[Stored data entries]
*****
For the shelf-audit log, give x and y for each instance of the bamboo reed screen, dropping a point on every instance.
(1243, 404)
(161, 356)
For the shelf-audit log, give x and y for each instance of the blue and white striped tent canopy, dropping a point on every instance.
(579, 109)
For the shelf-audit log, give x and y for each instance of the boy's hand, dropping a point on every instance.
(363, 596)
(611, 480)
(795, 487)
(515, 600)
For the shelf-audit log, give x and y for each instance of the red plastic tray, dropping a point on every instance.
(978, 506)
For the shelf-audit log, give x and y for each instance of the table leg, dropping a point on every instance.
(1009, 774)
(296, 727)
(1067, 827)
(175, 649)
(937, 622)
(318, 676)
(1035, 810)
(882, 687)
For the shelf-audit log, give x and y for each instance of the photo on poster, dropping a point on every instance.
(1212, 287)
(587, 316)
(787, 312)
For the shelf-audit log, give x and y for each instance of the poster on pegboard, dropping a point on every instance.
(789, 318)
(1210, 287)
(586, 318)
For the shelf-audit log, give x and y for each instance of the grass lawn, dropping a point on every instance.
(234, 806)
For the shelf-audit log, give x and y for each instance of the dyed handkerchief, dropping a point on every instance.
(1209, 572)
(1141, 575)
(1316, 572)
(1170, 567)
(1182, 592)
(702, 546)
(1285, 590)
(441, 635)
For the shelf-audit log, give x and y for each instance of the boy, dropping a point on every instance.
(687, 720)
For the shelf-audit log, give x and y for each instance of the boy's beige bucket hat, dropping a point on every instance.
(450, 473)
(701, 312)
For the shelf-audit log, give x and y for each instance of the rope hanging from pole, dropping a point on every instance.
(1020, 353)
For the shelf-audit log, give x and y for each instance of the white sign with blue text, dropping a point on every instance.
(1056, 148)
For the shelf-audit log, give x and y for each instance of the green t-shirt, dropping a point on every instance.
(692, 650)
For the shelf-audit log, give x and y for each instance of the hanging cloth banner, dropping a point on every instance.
*****
**Problem to work on**
Every single entry above has to be copied exactly.

**Output below**
For the shelf-audit log, give x and y for each instance of the bamboo reed screen, dropping a point on every instance.
(1243, 404)
(161, 356)
For the shelf-audit log, give x and y for each instance of the blue and white striped tent canopy, dropping a point on every instance.
(579, 109)
For the shelf-audit log, give x and y for each instance of the boy's hand, dropping a point on every instance.
(363, 596)
(611, 480)
(795, 487)
(515, 600)
For the shelf-audit log, give x and y for each instance of the red plastic tray, dropping a point on every instance.
(978, 506)
For the shelf-audit log, give x and y for each instance of the table leg, dropping a point on every instance.
(1009, 774)
(296, 727)
(1067, 827)
(175, 649)
(937, 622)
(318, 676)
(1035, 810)
(882, 687)
For the shelf-audit log, give x and y for each instance of the photo on poster, dropping a point on every instance.
(1212, 287)
(587, 316)
(787, 312)
For the shelf-audit log, give x and y for each instance of the poster on pegboard, dropping a point on every instance.
(789, 318)
(1210, 287)
(586, 318)
For the shelf-audit log, give x and y for each instance of the grass lawn, dropping a point on every instance.
(234, 806)
For the shelf-audit log, give x and y for each instance of the dyed handkerchief, dropping a point on every instance.
(1209, 572)
(1141, 575)
(1316, 572)
(1170, 567)
(1182, 592)
(702, 546)
(1285, 590)
(441, 635)
For the shelf-audit log, give x and y for each instance of the boy, dropping a point on every instance.
(687, 720)
For the shelf-audit log, give x and y for each instance of the boy's beige bucket hat, dropping a point on every instance.
(450, 473)
(701, 312)
For the shelf-audit log, give x and y for each instance of the rope hanging from pole, dropping a point on every instance.
(1020, 353)
For the shelf-audit log, give x and y for each instance of the white sign with blue text, dropping a point on every instance.
(1056, 148)
For the shelf-audit log, give x and y for each instance of the green t-shirt, dropping a point on every instance.
(692, 650)
For the shelf-audit log, give x and y for each instance of the hanging cloth banner, dropping a point on every instance.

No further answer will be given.